## Stated exercise
Set out the entries below as a numbered list with blank lines dropped, beginning at the line that contains "Find the transparent" and stopping after the line that contains "[562,287,584,330]". List only those lines.

## Data shown
* BEGIN *
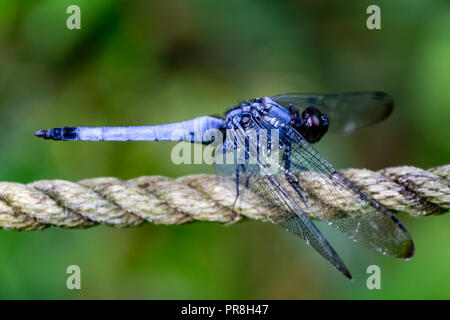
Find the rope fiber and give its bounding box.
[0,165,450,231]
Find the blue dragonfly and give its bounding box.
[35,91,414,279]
* END *
* BEGIN *
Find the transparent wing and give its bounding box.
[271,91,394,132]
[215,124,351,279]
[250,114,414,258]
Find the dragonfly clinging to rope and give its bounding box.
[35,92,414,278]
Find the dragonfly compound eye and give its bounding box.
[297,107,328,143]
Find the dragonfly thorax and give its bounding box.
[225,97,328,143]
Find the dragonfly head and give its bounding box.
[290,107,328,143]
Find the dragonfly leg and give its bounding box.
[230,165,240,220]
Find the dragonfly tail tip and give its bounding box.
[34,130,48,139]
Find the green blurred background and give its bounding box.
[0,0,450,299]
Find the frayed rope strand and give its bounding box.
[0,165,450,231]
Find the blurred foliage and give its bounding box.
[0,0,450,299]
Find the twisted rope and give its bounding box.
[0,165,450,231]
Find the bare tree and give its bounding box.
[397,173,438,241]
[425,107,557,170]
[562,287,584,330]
* END *
## Output for this exercise
1. Find the transparent wing and give its bounding box.
2. [271,91,394,132]
3. [215,124,351,279]
4. [250,114,414,258]
5. Find the dragonfly clinging to rope and give its bounding box.
6. [35,92,414,278]
7. Find the dragonfly compound eye and give its bounding box.
8. [297,107,328,143]
9. Find the dragonfly thorax and give its bounding box.
10. [225,97,328,143]
11. Find the dragonfly head and give its bounding box.
12. [290,107,328,143]
13. Find the dragonfly leg and give its bounding box.
14. [230,165,240,220]
15. Find the dragonfly tail tip and give its bounding box.
16. [34,130,48,139]
17. Find the green blurred background and give its bounding box.
18. [0,0,450,299]
19. Find the frayed rope strand and give its bounding box.
20. [0,165,450,231]
21. Find the blurred foliage and give its bounding box.
22. [0,0,450,299]
23. Find the twisted rope and give its bounding box.
24. [0,165,450,231]
25. Find the bare tree and give its bounding box.
26. [397,173,438,241]
27. [425,107,557,170]
28. [562,287,584,330]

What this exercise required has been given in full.